● **WRITTEN TASK**
Convert the lines into a Markdown table, starting at the line that contains "For the evaluation set, locate every instance of the shadow" and ending at the line that contains "x=155 y=526", with both of those lines included. Use the columns Row and Line, put the row number in Row and the line in Line, and leave out any blank lines.

● **INPUT FOR THIS TASK**
===============
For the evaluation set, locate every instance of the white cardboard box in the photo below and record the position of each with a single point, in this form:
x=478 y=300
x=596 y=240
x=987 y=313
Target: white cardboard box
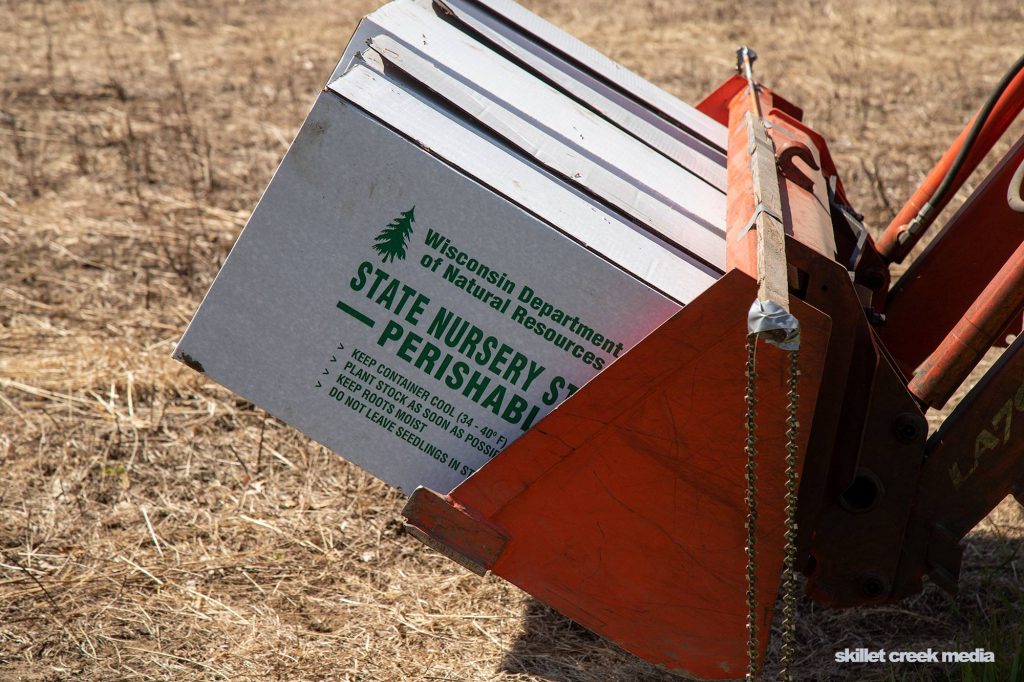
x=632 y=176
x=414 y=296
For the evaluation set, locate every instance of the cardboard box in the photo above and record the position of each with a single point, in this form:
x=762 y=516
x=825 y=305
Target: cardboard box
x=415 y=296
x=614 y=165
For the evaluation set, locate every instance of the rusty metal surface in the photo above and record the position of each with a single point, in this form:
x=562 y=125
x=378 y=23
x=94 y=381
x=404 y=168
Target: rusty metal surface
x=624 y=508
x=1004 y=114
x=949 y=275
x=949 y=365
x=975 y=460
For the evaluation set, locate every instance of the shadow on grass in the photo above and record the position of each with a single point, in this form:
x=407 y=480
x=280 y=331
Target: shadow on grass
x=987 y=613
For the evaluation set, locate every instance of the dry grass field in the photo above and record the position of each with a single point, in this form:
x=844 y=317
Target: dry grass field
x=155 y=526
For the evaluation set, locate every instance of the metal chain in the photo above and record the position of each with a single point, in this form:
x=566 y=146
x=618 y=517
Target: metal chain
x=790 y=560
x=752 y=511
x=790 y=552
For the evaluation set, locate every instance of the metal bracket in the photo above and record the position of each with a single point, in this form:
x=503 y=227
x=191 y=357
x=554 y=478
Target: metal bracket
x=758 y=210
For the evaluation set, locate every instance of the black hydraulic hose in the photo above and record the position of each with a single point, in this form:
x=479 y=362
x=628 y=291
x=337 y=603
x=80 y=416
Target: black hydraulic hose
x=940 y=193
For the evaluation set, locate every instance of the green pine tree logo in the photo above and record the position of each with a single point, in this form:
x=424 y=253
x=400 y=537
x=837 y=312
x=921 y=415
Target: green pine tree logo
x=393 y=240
===============
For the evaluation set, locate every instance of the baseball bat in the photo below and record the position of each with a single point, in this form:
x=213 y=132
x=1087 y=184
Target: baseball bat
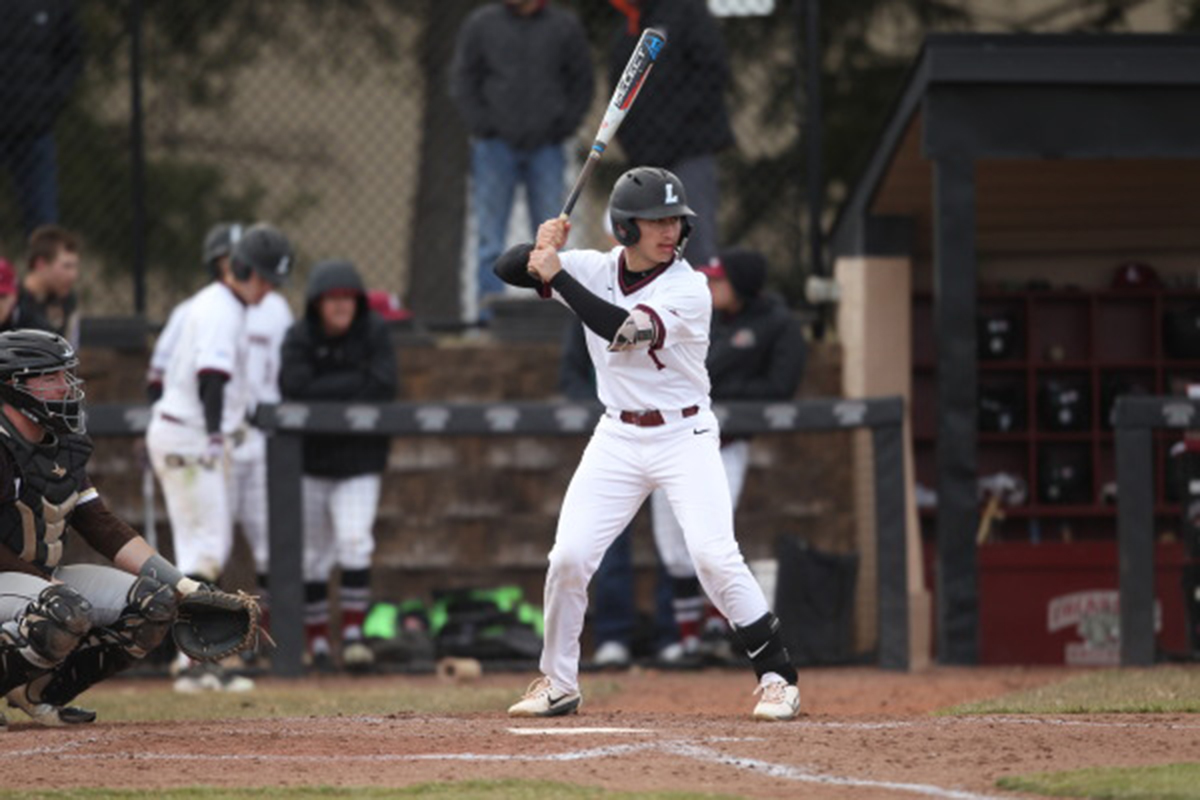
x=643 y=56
===============
● **IN RESPONSE**
| Row | Line |
|---|---|
| 1 | For the evaluation set, locate every instance of the shadow on grass in the photo above and record the position of each with a single point, in this form: |
| 2 | x=407 y=480 |
| 3 | x=280 y=331 |
| 4 | Target: shadow on grass |
| 5 | x=987 y=613 |
| 6 | For the evaluation set, locate every instance of the dry grass field in the photo above and record the position of each with a single point, in this form: |
| 7 | x=844 y=317 |
| 8 | Target: dry grass field |
| 9 | x=155 y=526 |